REQUIRED WORK: Restate all of the records below exactly. Do not carry over any image.
- - - - -
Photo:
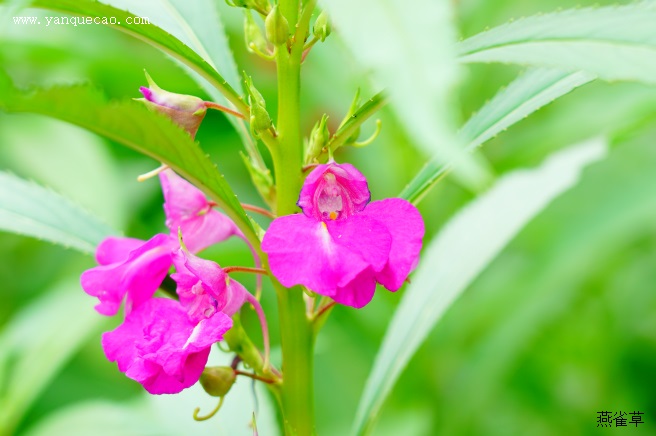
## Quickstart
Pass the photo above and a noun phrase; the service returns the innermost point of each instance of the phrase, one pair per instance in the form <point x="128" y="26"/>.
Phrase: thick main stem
<point x="297" y="395"/>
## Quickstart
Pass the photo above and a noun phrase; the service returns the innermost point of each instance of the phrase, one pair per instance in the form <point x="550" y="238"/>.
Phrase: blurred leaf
<point x="149" y="33"/>
<point x="101" y="418"/>
<point x="411" y="52"/>
<point x="464" y="247"/>
<point x="522" y="97"/>
<point x="32" y="210"/>
<point x="615" y="43"/>
<point x="37" y="343"/>
<point x="131" y="124"/>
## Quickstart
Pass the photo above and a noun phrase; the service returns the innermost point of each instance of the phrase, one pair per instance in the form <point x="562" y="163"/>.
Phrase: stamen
<point x="209" y="415"/>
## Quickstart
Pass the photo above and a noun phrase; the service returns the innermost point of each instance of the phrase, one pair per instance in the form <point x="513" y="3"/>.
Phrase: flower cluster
<point x="164" y="344"/>
<point x="342" y="245"/>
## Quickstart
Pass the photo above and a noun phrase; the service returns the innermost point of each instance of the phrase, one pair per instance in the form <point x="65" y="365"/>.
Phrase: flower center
<point x="330" y="199"/>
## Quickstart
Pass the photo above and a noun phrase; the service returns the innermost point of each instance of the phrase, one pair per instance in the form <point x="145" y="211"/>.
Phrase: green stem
<point x="297" y="339"/>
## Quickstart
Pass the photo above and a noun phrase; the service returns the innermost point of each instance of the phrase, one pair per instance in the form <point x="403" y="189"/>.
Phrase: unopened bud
<point x="318" y="139"/>
<point x="255" y="41"/>
<point x="186" y="111"/>
<point x="277" y="27"/>
<point x="260" y="119"/>
<point x="217" y="380"/>
<point x="322" y="27"/>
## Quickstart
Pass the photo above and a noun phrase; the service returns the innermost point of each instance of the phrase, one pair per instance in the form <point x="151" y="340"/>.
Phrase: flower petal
<point x="406" y="226"/>
<point x="159" y="346"/>
<point x="324" y="256"/>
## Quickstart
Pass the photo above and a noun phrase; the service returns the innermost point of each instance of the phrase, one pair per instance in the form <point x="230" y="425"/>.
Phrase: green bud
<point x="322" y="27"/>
<point x="255" y="41"/>
<point x="318" y="139"/>
<point x="277" y="27"/>
<point x="254" y="95"/>
<point x="217" y="380"/>
<point x="355" y="105"/>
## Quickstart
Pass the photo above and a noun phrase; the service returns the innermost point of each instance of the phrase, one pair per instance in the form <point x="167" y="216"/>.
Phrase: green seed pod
<point x="217" y="380"/>
<point x="322" y="27"/>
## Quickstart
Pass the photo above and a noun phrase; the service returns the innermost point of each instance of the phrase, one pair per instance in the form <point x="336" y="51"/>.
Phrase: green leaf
<point x="394" y="40"/>
<point x="131" y="124"/>
<point x="37" y="343"/>
<point x="152" y="35"/>
<point x="464" y="247"/>
<point x="31" y="210"/>
<point x="522" y="97"/>
<point x="615" y="42"/>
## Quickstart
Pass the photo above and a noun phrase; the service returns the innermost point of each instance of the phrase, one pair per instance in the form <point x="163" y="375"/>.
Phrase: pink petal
- - - - -
RESPONSE AREA:
Photo:
## Quickstart
Pass the photo above and a noun phrase; the service returns the innermost point of each instance of the phrase, one pair per instance in the form <point x="128" y="26"/>.
Phrase: thick main stem
<point x="297" y="395"/>
## Quickstart
Pass the photo above and a noun phrase; the service returns the innermost point of each instance of the phrase, one pair per instance in the form <point x="550" y="238"/>.
Phrase: blurred leaf
<point x="149" y="33"/>
<point x="101" y="418"/>
<point x="411" y="52"/>
<point x="464" y="247"/>
<point x="522" y="97"/>
<point x="32" y="210"/>
<point x="615" y="43"/>
<point x="37" y="343"/>
<point x="131" y="124"/>
## Quickstart
Pass the photo above and a noun phrase; the service returns the innermost point of each instance of the phrase, one pair per instance in the form <point x="562" y="163"/>.
Phrase: stamen
<point x="209" y="415"/>
## Quickstart
Pass the photo above and a noun phrase; the service returns the innermost point of each instance of the phrase, one pair per instance in the form <point x="513" y="3"/>.
Phrase: flower cluster
<point x="164" y="344"/>
<point x="342" y="245"/>
## Quickstart
Pass the photo above and a noun phrase; the service returns the innermost point of each instance of the phrase, one pair per instance in the form <point x="65" y="365"/>.
Phrase: flower center
<point x="330" y="199"/>
## Quickstart
Pass the photo above and a noun phrase; the service returns the innermost point of each instance of the phrase, one pair per instance in the form <point x="145" y="211"/>.
Phrase: green stem
<point x="297" y="339"/>
## Quickstart
Pass the photo above and a noun phrase; the service returns the innermost point of each instance of the phrase, one pair per instance in the form <point x="403" y="189"/>.
Phrase: unopened bud
<point x="318" y="139"/>
<point x="255" y="41"/>
<point x="186" y="111"/>
<point x="277" y="27"/>
<point x="260" y="119"/>
<point x="217" y="380"/>
<point x="322" y="27"/>
## Quickstart
Pass the photo above and a noun phrase; the service returns the innermost point of each instance of the phrase, one pair per instance in the form <point x="151" y="340"/>.
Phrase: flower petal
<point x="406" y="226"/>
<point x="159" y="346"/>
<point x="324" y="256"/>
## Quickstart
Pass the photo above and a noun phrase; the service returns the innermost point of each instance of the phrase, one pair per instance in the form <point x="230" y="425"/>.
Phrase: green bud
<point x="322" y="27"/>
<point x="255" y="41"/>
<point x="318" y="139"/>
<point x="277" y="27"/>
<point x="254" y="95"/>
<point x="217" y="380"/>
<point x="355" y="105"/>
## Quickstart
Pass the photo above and a noun phrase; the service returns the innermost point of each instance of the phrase, one pair per instance in the form <point x="167" y="216"/>.
Phrase: green seed pod
<point x="217" y="380"/>
<point x="322" y="27"/>
## Quickstart
Pass the photo above and a noun phrase; the service returns the innermost point of each instance of the phrase, one pair per instance in the form <point x="336" y="51"/>.
Phrase: green leaf
<point x="394" y="40"/>
<point x="131" y="124"/>
<point x="37" y="343"/>
<point x="152" y="35"/>
<point x="464" y="247"/>
<point x="31" y="210"/>
<point x="522" y="97"/>
<point x="615" y="42"/>
## Quickstart
Pass the photo above and a noun phrase; the service returns the innermost point of each instance of the phrase, one pair per instance in the form <point x="163" y="375"/>.
Phrase: pink petal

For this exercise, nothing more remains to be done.